■ What is required: Continue the mailing-list reply on preallocating space when expanding parallels image files, starting after its last sentence.

■ Document passage:
From: Denis V. Lunev
Subject: Re: [Qemu-devel] [PATCH 26/27] block/parallels: optimize linear image expansion
Date: Wed, 22 Apr 2015 18:41:29 +0300
User-agent: Mozilla/5.0 (Macintosh; Intel Mac OS X 10.10; rv:31.0) Gecko/20100101 Thunderbird/31.6.0

On 22/04/15 17:25, Denis V. Lunev wrote:
On 22/04/15 17:18, Stefan Hajnoczi wrote:
On Wed, Mar 11, 2015 at 01:28:20PM +0300, Denis V. Lunev wrote:
Plain image expansion spends a lot of time to update image file size.
This seriously affects the performance. The following simple test
   qemu_img create -f parallels -o cluster_size=64k ./1.hds 64G
   qemu_io -n -c "write -P 0x11 0 1024M" ./1.hds
could be improved if the format driver will pre-allocate some space
in the image file with a reasonable chunk.

This patch preallocates 128 Mb using bdrv_write_zeroes, which should
normally use fallocate() call inside. Fallback to older truncate()
could be used as a fallback using image open options thanks to the
previous patch.

The benefit is around 15%.
qcow2 doesn't use bdrv_truncate() at all.  It simply writes past the end
of bs->file to grow the file.  Can you use this approach instead?
this is worse from performance point of view.

OK, there is no difference if big write will come from guest. In
this case single write will do the job just fine. Though if the
file will be extended by several different write the situation
will be different. Each write will update inode metadata.

■ Stored data:
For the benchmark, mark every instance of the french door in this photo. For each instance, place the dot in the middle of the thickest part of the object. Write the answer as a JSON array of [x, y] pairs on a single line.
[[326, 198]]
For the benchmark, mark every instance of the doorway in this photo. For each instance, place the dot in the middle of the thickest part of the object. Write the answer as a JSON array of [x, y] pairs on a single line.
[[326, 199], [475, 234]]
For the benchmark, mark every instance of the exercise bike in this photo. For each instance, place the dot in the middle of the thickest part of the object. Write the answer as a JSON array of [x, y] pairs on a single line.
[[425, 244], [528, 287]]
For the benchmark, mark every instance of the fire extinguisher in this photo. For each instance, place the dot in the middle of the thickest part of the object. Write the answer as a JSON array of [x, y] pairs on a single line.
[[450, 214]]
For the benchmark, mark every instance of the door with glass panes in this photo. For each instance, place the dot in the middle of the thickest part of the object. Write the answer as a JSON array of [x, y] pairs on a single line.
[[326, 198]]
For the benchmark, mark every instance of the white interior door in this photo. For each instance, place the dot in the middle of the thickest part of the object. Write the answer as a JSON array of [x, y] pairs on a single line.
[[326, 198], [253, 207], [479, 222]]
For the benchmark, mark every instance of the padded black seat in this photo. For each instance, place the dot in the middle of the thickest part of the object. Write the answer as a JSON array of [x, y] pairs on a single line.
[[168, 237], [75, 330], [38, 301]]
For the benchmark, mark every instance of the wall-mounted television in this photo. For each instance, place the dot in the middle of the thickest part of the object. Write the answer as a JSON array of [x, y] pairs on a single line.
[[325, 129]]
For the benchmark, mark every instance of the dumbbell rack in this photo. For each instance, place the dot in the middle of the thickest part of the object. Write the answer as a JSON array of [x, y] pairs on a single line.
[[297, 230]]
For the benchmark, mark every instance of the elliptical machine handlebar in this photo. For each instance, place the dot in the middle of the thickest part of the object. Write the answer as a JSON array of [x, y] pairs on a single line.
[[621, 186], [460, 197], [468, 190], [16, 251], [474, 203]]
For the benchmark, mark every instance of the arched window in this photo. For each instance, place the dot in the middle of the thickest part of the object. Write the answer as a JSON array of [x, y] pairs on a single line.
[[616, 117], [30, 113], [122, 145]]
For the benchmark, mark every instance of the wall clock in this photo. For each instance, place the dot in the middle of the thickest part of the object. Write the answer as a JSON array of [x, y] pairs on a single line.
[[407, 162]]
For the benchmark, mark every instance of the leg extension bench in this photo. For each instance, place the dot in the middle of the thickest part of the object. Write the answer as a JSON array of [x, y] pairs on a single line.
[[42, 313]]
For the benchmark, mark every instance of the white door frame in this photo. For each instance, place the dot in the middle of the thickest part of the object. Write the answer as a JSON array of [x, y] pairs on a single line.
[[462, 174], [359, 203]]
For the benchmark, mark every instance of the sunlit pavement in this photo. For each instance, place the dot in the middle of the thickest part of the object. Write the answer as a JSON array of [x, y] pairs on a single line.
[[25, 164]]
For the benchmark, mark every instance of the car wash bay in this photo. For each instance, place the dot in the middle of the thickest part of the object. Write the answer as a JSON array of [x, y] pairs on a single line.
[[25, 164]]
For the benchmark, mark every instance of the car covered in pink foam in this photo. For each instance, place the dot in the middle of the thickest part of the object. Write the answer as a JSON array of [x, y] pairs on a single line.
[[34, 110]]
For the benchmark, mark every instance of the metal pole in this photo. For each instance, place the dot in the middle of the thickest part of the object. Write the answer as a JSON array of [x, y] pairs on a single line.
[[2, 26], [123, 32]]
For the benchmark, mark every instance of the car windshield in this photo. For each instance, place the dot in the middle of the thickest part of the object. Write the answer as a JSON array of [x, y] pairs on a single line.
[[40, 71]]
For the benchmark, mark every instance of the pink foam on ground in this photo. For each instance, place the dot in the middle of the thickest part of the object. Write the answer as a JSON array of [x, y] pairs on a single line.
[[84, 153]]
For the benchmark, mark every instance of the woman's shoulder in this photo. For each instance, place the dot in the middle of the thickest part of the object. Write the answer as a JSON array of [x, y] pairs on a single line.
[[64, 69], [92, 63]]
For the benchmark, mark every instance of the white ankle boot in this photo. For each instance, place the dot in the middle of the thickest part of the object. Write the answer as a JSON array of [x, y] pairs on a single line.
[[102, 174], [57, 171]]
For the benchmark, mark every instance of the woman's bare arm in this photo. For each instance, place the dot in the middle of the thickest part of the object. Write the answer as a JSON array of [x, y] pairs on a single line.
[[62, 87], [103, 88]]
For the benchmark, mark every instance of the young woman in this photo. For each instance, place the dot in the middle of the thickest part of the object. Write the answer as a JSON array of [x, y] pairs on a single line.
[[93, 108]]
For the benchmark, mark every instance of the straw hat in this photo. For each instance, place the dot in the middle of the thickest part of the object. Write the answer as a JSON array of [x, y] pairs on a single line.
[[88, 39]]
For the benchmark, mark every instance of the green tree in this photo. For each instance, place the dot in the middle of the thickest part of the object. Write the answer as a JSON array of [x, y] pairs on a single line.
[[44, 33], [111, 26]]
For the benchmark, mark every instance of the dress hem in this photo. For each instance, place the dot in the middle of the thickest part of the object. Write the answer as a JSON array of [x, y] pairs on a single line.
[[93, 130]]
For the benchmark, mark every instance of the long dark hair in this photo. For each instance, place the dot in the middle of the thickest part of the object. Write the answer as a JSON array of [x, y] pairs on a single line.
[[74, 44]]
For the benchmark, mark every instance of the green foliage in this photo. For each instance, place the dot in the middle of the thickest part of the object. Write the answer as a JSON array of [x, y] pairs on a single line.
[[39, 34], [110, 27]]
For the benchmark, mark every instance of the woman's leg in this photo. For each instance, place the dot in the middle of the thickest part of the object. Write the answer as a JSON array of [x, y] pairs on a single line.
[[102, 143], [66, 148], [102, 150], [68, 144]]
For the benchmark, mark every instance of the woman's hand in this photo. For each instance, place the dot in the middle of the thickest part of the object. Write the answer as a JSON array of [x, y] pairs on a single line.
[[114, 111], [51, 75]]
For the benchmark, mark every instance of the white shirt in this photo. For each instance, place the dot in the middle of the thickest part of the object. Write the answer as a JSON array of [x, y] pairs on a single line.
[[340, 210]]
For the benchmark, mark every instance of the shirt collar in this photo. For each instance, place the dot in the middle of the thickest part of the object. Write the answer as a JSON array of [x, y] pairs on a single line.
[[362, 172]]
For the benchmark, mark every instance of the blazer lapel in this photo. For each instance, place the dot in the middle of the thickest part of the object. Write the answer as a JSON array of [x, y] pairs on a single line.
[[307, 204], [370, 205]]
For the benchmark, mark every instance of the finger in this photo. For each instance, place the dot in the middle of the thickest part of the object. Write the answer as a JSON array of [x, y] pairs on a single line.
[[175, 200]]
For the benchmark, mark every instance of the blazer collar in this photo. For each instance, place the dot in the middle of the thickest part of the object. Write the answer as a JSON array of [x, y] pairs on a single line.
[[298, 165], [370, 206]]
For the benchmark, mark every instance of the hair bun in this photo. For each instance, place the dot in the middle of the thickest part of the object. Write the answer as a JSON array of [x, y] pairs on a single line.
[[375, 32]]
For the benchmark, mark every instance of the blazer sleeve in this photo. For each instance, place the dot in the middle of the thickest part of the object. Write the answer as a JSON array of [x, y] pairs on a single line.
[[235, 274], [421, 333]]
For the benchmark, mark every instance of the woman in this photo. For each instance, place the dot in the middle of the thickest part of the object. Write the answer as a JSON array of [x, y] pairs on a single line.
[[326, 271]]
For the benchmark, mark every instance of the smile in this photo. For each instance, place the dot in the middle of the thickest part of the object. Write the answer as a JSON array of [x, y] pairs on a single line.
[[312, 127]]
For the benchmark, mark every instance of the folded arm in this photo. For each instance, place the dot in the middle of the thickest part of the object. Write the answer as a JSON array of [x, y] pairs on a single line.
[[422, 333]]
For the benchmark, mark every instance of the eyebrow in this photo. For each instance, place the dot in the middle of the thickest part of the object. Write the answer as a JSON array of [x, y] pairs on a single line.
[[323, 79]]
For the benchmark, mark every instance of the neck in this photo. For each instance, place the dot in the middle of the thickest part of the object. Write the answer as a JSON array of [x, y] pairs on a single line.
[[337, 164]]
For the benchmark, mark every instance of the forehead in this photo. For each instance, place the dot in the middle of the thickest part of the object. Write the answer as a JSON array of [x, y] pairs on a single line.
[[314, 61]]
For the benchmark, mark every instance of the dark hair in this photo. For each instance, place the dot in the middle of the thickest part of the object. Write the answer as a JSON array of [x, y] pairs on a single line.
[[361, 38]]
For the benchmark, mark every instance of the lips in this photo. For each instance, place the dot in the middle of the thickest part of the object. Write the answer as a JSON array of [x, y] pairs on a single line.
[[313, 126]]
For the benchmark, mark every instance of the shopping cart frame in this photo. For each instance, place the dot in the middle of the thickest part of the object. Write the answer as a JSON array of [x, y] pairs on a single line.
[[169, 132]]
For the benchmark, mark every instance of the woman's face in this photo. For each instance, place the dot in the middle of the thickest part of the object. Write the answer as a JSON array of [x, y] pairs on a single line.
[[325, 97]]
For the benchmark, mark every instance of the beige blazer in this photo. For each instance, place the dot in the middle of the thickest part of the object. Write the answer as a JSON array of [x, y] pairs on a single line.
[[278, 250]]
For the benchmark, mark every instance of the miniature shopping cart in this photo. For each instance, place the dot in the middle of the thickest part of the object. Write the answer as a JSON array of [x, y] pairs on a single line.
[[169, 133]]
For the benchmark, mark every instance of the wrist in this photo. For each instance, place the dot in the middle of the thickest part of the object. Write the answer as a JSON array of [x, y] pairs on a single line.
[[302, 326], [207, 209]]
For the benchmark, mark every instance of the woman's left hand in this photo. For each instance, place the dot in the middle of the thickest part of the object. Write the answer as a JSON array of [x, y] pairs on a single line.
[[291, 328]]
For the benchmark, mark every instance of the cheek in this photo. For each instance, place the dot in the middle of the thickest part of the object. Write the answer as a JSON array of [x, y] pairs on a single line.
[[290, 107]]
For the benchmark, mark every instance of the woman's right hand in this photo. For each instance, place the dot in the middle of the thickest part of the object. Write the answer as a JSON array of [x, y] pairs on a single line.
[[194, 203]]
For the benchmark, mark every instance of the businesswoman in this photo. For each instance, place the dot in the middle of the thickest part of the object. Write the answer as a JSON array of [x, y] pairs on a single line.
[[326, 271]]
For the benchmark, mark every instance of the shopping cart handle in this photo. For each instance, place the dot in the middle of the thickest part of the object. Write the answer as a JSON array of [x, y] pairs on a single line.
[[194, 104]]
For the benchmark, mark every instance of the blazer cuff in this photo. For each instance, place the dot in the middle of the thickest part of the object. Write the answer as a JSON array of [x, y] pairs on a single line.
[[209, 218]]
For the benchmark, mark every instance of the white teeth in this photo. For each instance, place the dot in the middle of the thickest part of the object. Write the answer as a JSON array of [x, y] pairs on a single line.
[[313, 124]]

■ Answer to this task:
Welcome journal write. This metadata update will cost us
even more in the case of network filesystem and much more
in the case of distributed filesystem (additional MDS write
transaction at least).

This is the main reason to follow this approach here.

#define _GNU_SOURCE

#include <stdio.h>
#include <unistd.h>
#include <fcntl.h>
#include <sys/types.h>
#include <malloc.h>
#include <string.h>

int main(int argc, char *argv[])
{
    int fd = open(argv[1], O_WRONLY | O_CREAT | O_DIRECT | O_TRUNC, 0644);
    void *buf;
    int i = 0;

    buf = memalign(4096, 65536);
    memset(buf, 0x11, 65536);

    for (i = 0; i < 1024 * 64; i++) {
        write(fd, buf, 65536);
    }

    close(fd);
    return 0;
}

# with O_TRUNC in the test
hades /vol $ time for i in `seq 1 10` ; do ./a.out aa ; done

real    3m4.031s
user    0m0.123s
sys    0m18.902s
hades /vol
hades /vol $
hades /vol $

# without O_TRUNC in the test (file exists)
hades /vol $ time for i in `seq 1 10` ; do ./a.out aa ; done

real    2m56.770s
user    0m0.133s
sys    0m10.756s
hades /vol $

The difference for this case (ext4) is 5%.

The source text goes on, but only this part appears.